Excerpts from location labeling data
(begin)

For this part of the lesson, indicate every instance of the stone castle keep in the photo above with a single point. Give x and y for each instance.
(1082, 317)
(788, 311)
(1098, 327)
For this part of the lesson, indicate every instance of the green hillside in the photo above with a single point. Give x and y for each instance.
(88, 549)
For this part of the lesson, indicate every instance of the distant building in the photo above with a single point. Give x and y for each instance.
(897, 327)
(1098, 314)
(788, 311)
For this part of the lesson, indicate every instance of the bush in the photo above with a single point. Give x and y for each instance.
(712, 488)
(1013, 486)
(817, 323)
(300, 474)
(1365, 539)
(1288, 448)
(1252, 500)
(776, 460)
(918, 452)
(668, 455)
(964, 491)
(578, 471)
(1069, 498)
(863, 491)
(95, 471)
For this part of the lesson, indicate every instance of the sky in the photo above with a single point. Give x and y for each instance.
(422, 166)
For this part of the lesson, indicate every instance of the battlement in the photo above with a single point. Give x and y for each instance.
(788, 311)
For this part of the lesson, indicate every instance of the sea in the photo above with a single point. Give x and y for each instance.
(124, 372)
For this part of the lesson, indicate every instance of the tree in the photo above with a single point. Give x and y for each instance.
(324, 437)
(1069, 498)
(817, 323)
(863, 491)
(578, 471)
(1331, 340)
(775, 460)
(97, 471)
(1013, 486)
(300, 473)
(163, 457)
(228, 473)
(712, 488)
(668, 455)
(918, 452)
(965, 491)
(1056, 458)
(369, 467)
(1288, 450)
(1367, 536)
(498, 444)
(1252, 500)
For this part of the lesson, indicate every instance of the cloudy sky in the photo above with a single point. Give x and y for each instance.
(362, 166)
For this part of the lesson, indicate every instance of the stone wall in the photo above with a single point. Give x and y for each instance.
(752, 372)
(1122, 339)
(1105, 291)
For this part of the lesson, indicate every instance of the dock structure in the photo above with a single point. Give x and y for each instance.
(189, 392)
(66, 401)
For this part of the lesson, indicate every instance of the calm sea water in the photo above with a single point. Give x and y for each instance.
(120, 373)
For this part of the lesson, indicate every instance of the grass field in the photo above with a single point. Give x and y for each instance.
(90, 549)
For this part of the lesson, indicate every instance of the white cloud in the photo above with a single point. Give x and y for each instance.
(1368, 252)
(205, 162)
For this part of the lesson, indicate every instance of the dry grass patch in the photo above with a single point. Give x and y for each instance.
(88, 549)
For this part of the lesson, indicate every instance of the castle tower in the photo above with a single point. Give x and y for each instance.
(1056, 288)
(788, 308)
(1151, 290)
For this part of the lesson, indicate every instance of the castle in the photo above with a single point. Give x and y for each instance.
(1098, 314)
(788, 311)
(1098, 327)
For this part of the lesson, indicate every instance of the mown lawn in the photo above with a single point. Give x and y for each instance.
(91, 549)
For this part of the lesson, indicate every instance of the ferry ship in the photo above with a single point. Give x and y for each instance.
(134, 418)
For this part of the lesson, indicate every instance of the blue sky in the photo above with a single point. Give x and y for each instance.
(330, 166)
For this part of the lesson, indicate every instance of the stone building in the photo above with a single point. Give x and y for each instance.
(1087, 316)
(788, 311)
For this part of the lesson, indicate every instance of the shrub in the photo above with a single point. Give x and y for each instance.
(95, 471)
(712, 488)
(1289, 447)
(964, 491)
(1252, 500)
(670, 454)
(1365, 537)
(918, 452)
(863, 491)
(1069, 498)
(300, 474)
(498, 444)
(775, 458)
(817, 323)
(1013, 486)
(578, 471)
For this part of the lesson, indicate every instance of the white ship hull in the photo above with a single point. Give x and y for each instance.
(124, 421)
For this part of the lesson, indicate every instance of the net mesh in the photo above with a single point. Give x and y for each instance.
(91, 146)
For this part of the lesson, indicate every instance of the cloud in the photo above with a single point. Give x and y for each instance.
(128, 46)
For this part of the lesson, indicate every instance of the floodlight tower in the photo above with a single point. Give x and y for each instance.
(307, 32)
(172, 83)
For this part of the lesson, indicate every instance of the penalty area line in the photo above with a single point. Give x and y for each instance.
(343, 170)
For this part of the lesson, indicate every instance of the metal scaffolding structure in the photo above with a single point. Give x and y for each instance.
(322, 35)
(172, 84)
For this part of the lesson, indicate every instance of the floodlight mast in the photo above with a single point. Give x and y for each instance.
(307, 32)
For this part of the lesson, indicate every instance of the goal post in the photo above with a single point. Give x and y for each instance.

(end)

Convert all of the records above into a numbered list, leaving out any blank lines.

1. For this part of the lesson, indicate every instance of the stone castle keep in the photo above with a single point. Give x and y for each instance.
2. (1082, 317)
3. (788, 311)
4. (1098, 327)
5. For this part of the lesson, indicate every instance of the green hillside in the photo above with a single point. Give x and y for each instance.
6. (88, 549)
7. For this part of the lesson, indicate every instance of the distant building in the photo above with a single point. Give x and y for each instance.
8. (897, 327)
9. (1098, 314)
10. (788, 311)
11. For this part of the lesson, indicate every instance of the bush in the photo above with a single point. Give x and y for each instance.
12. (712, 488)
13. (1013, 486)
14. (817, 323)
15. (300, 474)
16. (1365, 539)
17. (1288, 448)
18. (1252, 500)
19. (776, 460)
20. (918, 452)
21. (668, 455)
22. (964, 491)
23. (578, 471)
24. (1069, 498)
25. (863, 491)
26. (95, 471)
27. For this part of the lesson, indicate every instance of the sky in the photo above with a single point. Give x and y for each instance.
28. (422, 166)
29. For this part of the lesson, indicate every instance of the battlement in the photo above with a single point. Give x and y for each instance.
30. (788, 311)
31. For this part of the lesson, indicate every instance of the sea in the photo above with a single point. Give x and y for each instance.
32. (124, 372)
33. For this part of the lesson, indicate every instance of the tree in the photo above with a single point. Give x and y for each instance.
34. (324, 437)
35. (1069, 498)
36. (817, 323)
37. (863, 491)
38. (578, 471)
39. (1331, 340)
40. (775, 460)
41. (97, 471)
42. (1013, 486)
43. (300, 473)
44. (163, 457)
45. (228, 473)
46. (712, 488)
47. (668, 455)
48. (918, 452)
49. (965, 491)
50. (1056, 458)
51. (369, 467)
52. (1288, 450)
53. (1367, 536)
54. (498, 444)
55. (1252, 500)
56. For this part of the lesson, indicate every instance of the cloudy sky in the photo above with a single point. Give x and y for each instance.
57. (362, 166)
58. For this part of the lesson, indicate every instance of the stone wall in the photo above with a single point. Give x and y for each instance.
59. (752, 372)
60. (1122, 339)
61. (1105, 291)
62. For this part of the lesson, indicate every instance of the dock structure in the photo above with a single point. Give x and y for each instance.
63. (189, 392)
64. (66, 401)
65. For this part of the lesson, indicate every instance of the calm sea water in the photo above with a single point. Give x and y for each instance.
66. (120, 373)
67. For this part of the lesson, indicate every instance of the grass field in the photo above with a single point. Give x and y for each instance.
68. (90, 549)
69. For this part of the lesson, indicate every instance of the white cloud in the photo above with a single point. Give x and y for each instance.
70. (1368, 252)
71. (205, 162)
72. For this part of the lesson, indicate every instance of the dry grass patch in the photo above with a single point. Give x and y for each instance.
73. (88, 549)
74. For this part of the lesson, indicate every instance of the castle tower in the photo above with a single point. Give x and y for each instance.
75. (1056, 288)
76. (788, 308)
77. (1151, 290)
78. For this part of the lesson, indicate every instance of the castle in the photo above with a single point. Give x and y for each instance.
79. (1098, 314)
80. (788, 311)
81. (1098, 327)
82. For this part of the lesson, indicate every instance of the mown lawn in the photo above with a single point. Give x and y for each instance.
83. (91, 549)
84. For this part of the lesson, indicate every instance of the ferry ship in the photo above with a single point. Give x and y for each instance.
85. (134, 418)
86. For this part of the lesson, indicate every instance of the blue sky in the photo above with a single point. Give x and y for each instance.
87. (330, 166)
88. For this part of the lesson, indicate every instance of the stone building in the photo above with a single point. Give x and y for each instance.
89. (1087, 316)
90. (788, 311)
91. For this part of the lesson, indicate every instance of the shrub in the photo above with a single point. Give x and y for each instance.
92. (95, 471)
93. (712, 488)
94. (1289, 447)
95. (964, 491)
96. (1252, 500)
97. (670, 454)
98. (1365, 537)
99. (918, 452)
100. (863, 491)
101. (1069, 498)
102. (300, 474)
103. (498, 444)
104. (775, 458)
105. (817, 323)
106. (1013, 486)
107. (578, 471)
108. For this part of the lesson, indicate every instance of the white ship hull in the photo above with a single point. Give x and y for each instance.
109. (124, 421)
110. For this part of the lesson, indicate every instance of the net mesh in the photo above with a single point. Give x and y for each instance.
111. (91, 146)
112. For this part of the lesson, indicate every instance of the cloud in the photo above with a single point. Give x and y for each instance.
113. (128, 46)
114. For this part of the lesson, indicate every instance of the floodlight tower in the photo above with a single point. Give x and y for each instance.
115. (307, 32)
116. (172, 83)
117. For this part of the lesson, indicate every instance of the penalty area line in the photo above with a single point. Give x and y for each instance.
118. (343, 170)
119. For this part of the lesson, indicate every instance of the metal scaffolding structure in the photo above with a single point. Give x and y for each instance.
120. (322, 35)
121. (172, 84)
122. For this part of the lesson, indicate every instance of the floodlight mast in the photo above with a single point. Give x and y for each instance.
123. (307, 32)
124. For this part of the lesson, indicate every instance of the goal post in the photo above with a single point. Give x and y for each instance.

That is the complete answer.